## PROBLEM TO WORK ON
Echo every line of the material below word for word, but leave out the picture.

--- Start ---

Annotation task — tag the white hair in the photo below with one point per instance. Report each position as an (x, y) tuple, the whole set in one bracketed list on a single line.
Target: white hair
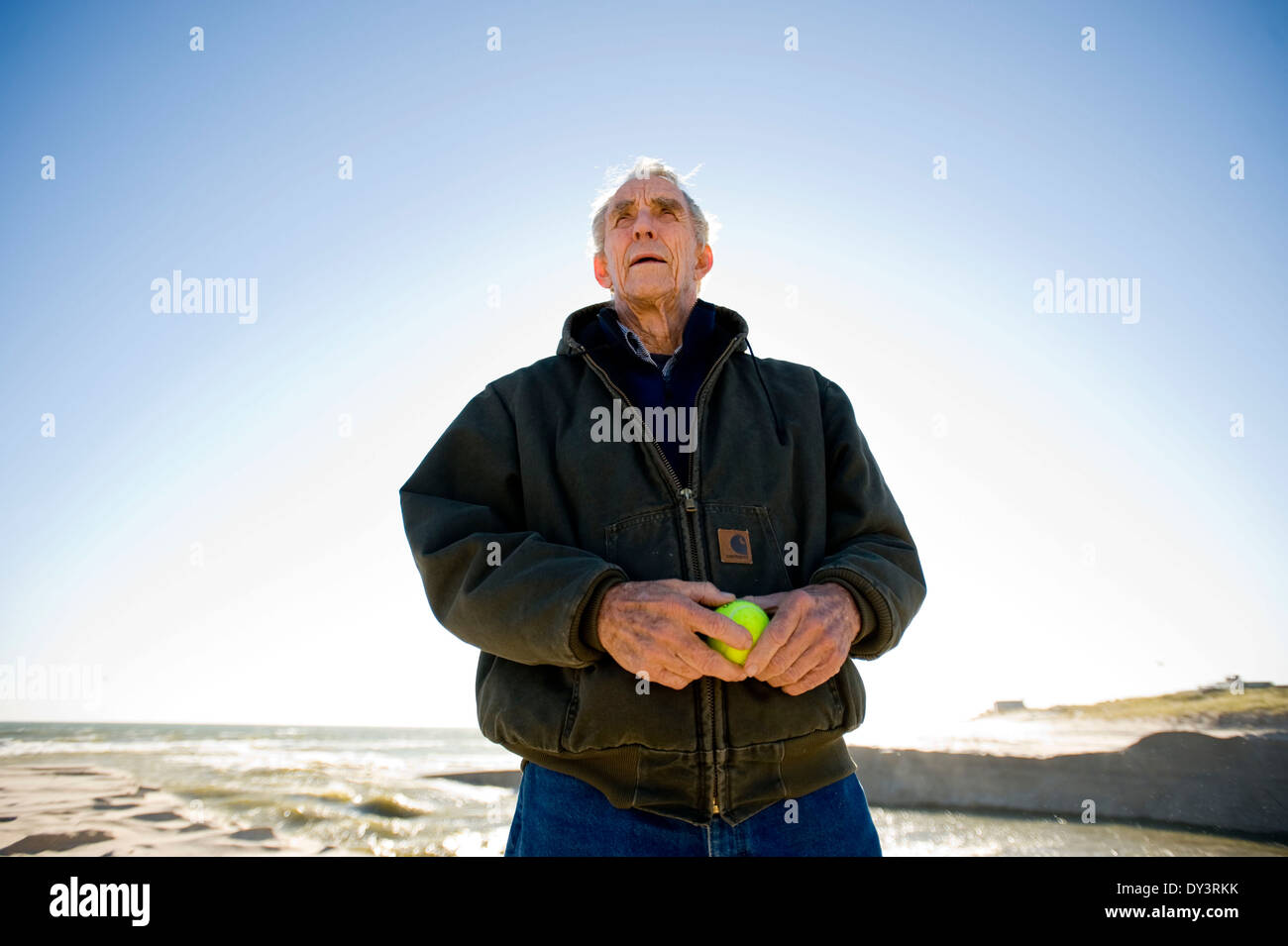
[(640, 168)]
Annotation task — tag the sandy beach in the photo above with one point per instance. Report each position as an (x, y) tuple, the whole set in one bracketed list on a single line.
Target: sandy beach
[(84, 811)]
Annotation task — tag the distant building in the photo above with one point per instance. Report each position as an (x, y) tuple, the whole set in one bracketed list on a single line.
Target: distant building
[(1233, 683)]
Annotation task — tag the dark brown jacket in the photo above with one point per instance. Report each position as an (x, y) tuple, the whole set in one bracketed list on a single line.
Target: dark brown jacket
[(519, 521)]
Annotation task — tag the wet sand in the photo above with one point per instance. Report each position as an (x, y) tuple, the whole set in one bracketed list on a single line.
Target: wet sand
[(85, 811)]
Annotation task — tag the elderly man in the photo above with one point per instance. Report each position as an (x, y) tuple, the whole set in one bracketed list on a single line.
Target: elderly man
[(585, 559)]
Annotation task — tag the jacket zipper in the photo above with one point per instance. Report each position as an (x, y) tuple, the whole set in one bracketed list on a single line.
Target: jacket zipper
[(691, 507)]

--- End ---

## WRITTEN SOLUTION
Annotation task — tag the white hair in the photo below with one point per instance. Report each position as an (x, y) tuple, the whole set in one bracketed list on a single line.
Target: white hair
[(640, 168)]
Annotation task — tag the sandy beach in the photo above with one point per instance. Report each position as an (x, y) tuple, the whole set in one bracketed list on a single line.
Target: sandy beach
[(84, 811)]
Annotation task — tag the distant building in the photo above with one point per instance. Report each position as an (x, y) tuple, the whole set in one bracketed list on a single line.
Target: distant building
[(1233, 683)]
Annotation task — tag the dark brown jacket in the photo above with one point per instance. Report each position as an (x, y) tuple, the whole set in one bracketed list on a single line.
Target: dark brown jacket
[(519, 521)]
Annotation task — tag the wet sand in the photo above with one point per instance. Report each position as an (x, y) tuple, the whole set in one bracketed list on a single line.
Target: wet sand
[(85, 811)]
Annotation task — tag the elderly man in the photo above with one point per instance. Report each position as an (x, y) tuple, the whole set in one bracketed list on a single line.
Target: elderly man
[(585, 559)]
Annotation task — tag the jacket zipper in the photo above with one point per instance. Report each position as an (x, y) tuple, the whole set in one bracketed list on a single line.
Target: jacket zipper
[(691, 507)]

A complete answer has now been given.